PROBLEM: Find "Exercise. Tag every instance of the haze" in the records that follow; print that line and each subsequent line through the last one, verbatim and with nothing added.

INPUT DATA:
※
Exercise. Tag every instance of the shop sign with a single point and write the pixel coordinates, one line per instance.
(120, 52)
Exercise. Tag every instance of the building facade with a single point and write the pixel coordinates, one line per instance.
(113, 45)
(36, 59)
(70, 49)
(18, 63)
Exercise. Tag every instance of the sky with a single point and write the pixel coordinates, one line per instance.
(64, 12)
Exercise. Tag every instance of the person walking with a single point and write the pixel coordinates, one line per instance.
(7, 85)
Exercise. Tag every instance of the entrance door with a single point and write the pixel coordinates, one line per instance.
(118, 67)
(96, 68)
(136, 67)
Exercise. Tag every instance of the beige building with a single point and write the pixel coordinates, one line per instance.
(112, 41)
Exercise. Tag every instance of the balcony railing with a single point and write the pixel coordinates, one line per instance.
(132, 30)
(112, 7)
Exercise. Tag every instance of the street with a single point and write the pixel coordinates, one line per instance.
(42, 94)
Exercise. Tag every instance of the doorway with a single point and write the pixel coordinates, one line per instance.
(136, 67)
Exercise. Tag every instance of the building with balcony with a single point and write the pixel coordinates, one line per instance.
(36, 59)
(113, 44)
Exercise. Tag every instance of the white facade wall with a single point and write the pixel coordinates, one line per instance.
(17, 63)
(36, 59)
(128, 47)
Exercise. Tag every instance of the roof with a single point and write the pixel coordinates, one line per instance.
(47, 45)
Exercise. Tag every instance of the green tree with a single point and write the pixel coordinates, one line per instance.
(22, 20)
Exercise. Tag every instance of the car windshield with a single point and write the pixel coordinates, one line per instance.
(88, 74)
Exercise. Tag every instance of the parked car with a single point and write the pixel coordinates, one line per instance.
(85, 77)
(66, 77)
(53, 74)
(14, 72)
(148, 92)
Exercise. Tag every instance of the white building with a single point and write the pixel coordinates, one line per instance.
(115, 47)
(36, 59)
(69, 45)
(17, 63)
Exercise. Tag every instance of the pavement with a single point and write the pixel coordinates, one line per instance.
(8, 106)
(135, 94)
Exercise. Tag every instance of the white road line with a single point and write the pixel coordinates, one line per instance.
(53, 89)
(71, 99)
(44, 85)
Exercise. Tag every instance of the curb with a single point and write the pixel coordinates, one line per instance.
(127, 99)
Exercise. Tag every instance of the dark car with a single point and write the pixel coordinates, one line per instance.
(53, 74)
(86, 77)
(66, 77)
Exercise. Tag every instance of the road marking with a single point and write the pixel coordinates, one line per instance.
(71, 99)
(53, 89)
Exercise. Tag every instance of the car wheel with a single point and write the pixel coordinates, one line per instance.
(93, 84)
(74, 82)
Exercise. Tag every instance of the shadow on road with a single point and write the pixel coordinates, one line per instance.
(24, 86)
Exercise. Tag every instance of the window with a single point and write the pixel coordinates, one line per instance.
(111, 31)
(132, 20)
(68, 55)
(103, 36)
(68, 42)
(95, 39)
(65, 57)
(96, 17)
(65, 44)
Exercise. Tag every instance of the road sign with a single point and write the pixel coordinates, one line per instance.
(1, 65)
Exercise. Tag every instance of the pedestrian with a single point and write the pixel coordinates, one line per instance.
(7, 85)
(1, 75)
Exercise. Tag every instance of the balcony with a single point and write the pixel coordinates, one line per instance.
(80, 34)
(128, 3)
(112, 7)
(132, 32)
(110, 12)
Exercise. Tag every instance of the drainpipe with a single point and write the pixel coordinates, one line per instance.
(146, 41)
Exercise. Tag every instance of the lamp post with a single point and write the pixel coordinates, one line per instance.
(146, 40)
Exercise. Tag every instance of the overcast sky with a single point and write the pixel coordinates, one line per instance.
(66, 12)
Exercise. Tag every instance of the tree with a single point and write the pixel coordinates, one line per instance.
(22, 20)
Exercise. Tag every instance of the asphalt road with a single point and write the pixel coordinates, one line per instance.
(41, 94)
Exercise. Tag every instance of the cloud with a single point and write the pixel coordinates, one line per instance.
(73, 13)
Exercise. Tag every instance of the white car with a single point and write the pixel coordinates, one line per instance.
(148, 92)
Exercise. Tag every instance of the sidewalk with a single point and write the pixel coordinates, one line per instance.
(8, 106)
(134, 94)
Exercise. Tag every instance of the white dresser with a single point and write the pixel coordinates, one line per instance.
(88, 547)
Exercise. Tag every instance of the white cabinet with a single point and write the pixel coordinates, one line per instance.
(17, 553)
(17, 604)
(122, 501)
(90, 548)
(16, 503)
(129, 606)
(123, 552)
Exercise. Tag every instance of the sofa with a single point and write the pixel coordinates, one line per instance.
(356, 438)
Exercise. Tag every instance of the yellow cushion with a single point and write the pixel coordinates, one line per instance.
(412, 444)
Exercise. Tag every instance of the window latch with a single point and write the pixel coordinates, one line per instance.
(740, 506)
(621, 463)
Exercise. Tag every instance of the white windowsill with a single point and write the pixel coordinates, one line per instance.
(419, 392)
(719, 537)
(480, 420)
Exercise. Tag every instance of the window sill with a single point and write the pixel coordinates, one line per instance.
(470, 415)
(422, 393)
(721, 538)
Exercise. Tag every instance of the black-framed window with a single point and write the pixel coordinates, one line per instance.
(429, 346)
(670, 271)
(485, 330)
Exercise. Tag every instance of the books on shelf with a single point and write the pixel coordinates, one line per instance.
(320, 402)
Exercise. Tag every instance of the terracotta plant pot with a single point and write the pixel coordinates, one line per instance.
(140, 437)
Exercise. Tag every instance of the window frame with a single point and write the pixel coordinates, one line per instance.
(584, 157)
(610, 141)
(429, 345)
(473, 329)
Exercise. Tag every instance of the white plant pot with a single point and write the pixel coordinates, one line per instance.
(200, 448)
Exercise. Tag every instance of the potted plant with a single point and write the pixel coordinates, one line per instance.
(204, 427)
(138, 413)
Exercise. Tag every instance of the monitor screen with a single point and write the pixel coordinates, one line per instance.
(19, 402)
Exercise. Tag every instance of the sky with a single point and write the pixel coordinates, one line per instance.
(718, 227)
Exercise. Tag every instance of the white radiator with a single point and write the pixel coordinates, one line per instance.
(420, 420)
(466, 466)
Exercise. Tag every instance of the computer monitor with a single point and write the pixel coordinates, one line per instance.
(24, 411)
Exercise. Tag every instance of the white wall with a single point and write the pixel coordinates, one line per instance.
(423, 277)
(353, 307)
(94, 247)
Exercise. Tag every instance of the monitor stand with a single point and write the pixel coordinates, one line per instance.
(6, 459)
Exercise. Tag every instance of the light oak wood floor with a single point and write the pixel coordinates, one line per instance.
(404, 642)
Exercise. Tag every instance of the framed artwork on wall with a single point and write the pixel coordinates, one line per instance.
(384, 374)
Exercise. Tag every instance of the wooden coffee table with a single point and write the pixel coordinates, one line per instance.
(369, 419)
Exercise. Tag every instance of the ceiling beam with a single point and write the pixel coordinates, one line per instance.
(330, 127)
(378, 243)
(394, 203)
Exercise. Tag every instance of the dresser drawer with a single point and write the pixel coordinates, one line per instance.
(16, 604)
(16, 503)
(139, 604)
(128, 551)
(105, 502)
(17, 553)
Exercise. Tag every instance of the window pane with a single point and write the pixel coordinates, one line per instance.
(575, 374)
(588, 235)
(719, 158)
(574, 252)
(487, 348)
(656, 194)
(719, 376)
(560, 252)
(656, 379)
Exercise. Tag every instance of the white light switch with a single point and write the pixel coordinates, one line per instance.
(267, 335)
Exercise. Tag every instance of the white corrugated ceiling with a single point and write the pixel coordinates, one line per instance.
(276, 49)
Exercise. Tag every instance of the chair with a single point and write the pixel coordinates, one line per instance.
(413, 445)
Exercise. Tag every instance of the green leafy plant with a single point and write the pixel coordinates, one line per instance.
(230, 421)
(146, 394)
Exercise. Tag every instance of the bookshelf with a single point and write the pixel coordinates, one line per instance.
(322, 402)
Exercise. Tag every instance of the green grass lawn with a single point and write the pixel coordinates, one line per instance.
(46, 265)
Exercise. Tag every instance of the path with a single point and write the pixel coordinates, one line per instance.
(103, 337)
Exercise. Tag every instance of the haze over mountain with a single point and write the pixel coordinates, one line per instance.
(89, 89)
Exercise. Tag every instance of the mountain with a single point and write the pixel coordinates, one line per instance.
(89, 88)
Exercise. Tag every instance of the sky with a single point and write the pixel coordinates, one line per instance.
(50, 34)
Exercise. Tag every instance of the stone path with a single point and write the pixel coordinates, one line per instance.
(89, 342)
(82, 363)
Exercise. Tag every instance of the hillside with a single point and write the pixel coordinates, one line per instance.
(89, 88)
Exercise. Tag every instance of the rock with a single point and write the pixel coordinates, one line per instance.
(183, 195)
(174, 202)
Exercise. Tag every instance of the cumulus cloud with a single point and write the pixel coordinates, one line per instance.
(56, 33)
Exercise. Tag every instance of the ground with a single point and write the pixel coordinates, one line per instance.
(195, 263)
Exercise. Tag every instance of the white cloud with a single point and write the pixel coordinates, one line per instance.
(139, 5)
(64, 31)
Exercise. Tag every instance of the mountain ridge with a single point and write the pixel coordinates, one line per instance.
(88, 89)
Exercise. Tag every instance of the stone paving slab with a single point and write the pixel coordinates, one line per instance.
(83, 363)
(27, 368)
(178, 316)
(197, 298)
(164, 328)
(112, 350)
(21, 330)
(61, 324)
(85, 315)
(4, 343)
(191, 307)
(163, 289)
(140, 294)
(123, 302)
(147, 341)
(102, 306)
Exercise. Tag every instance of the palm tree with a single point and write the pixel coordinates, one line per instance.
※
EXERCISE OUTPUT:
Exercise. Tag every instance of the haze over mountain with a single point and write the pixel coordinates, one line per instance.
(89, 89)
Exercise. Tag every instance of the mountain with a single point and write the pixel coordinates, one line per instance.
(89, 88)
Exercise. Tag every instance of the sky with a single point and write the pixel coordinates, one line per instance.
(50, 34)
Exercise. Tag every instance of the stone path with a single point and write the pixel coordinates, one line per instance.
(89, 342)
(82, 363)
Exercise. Tag every instance of the hillside with a single point and write the pixel coordinates, one line per instance.
(89, 88)
Exercise. Tag every instance of the rock with a single point and write the pixel coordinates, one line per instance.
(183, 195)
(174, 202)
Exercise. Tag every instance of the cumulus cloud with a single point and write the pixel coordinates, one line per instance.
(56, 33)
Exercise. Tag every instance of the ground with a single point and write the pixel coordinates, one line per instance.
(195, 263)
Exercise. Tag every instance of the white cloud with a single point and write the pixel coordinates, one line per instance.
(139, 5)
(64, 31)
Exercise. Tag every instance of the mountain ridge with a single point and write the pixel coordinates, one line per instance.
(88, 89)
Exercise. Tag every instance of the stone paving slab with a single point and write the pixel coordinates, one line per instance.
(83, 363)
(27, 368)
(178, 316)
(197, 298)
(164, 328)
(112, 350)
(21, 330)
(61, 324)
(85, 315)
(4, 343)
(191, 307)
(163, 289)
(140, 294)
(123, 302)
(147, 341)
(102, 306)
Exercise. Tag every instance of the palm tree with a single point and write the pixel coordinates, one line per instance.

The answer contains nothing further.